>> Begin DOCUMENT PASSAGE

Client/server computing has gained popularity in the last few years. Earlier, it was expected that the powerful server computer (e.g. a mainframe) would do almost everything related to the application, and that the user's computer would be quite dumb in nature. No longer is it the case now. The users want to be able to use their computer also as a participant in the application execution in true sense.

8.6 DISTRIBUTED QUERY PROCESSING

A DDBMS has to take care of execution of queries that are distributed. In other words, one query has to refer to tables at multiple sites. This involves certain critical decisions, which we shall now discuss.

8.6.1 Costs

The most important cost in a DDBMS environment is related to data transmission. This it is quite logical as even, in a centralised (non-distributed) environment, there are many types of costs, such as the CPU time, memory requirements, hard disk space and so on. However, because the query is entered and executed on a single site, there is no question of data transmission costs.

>> End DOCUMENT PASSAGE

▶ _TASK A_:
Switch "drawer pull" to "drawer handle" in the listing lines running from the line that contains "Where can you find the wall outlet" through the end of the listing, with everything else unchanged. Return only those lines.

>> Begin GIVEN RECORDS

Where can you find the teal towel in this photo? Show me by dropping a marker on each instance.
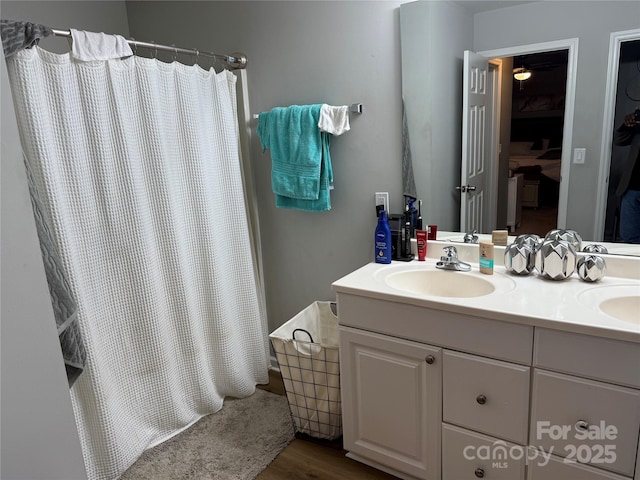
(301, 173)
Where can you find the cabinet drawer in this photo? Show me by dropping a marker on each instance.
(603, 359)
(486, 395)
(469, 455)
(567, 410)
(559, 469)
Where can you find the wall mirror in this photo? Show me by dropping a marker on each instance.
(534, 154)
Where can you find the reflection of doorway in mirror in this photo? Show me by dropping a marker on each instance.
(627, 100)
(535, 148)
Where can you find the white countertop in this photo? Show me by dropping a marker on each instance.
(568, 305)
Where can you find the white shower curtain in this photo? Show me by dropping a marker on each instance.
(138, 167)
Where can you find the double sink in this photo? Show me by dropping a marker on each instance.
(614, 298)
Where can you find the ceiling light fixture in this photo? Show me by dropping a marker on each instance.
(521, 74)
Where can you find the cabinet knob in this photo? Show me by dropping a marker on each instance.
(582, 426)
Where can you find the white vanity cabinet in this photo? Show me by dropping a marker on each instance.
(585, 406)
(439, 395)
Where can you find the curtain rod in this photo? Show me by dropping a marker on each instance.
(235, 60)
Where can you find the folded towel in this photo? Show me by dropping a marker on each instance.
(323, 202)
(301, 164)
(65, 309)
(17, 36)
(88, 46)
(334, 120)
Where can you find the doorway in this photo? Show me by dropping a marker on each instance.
(626, 101)
(535, 144)
(570, 46)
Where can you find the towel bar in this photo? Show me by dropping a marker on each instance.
(353, 108)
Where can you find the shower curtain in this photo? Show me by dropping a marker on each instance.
(137, 165)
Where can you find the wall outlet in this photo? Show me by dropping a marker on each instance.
(382, 198)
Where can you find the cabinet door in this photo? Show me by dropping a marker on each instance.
(391, 391)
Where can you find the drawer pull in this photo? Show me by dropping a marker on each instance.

>> End GIVEN RECORDS

▶ _TASK B_:
Reproduce the stretch of the distributed query processing passage from "8.6 DISTRIBUTED QUERY" through "shall now discuss.".

▶ _WRITTEN ANSWER A_:
Where can you find the wall outlet in this photo? Show me by dropping a marker on each instance.
(382, 198)
Where can you find the cabinet door in this photo? Show me by dropping a marker on each instance.
(391, 391)
Where can you find the drawer handle in this photo? Show me by dropping a marker on each instance.

▶ _WRITTEN ANSWER B_:
8.6 DISTRIBUTED QUERY PROCESSING

A DDBMS has to take care of execution of queries that are distributed. In other words, one query has to refer to tables at multiple sites. This involves certain critical decisions, which we shall now discuss.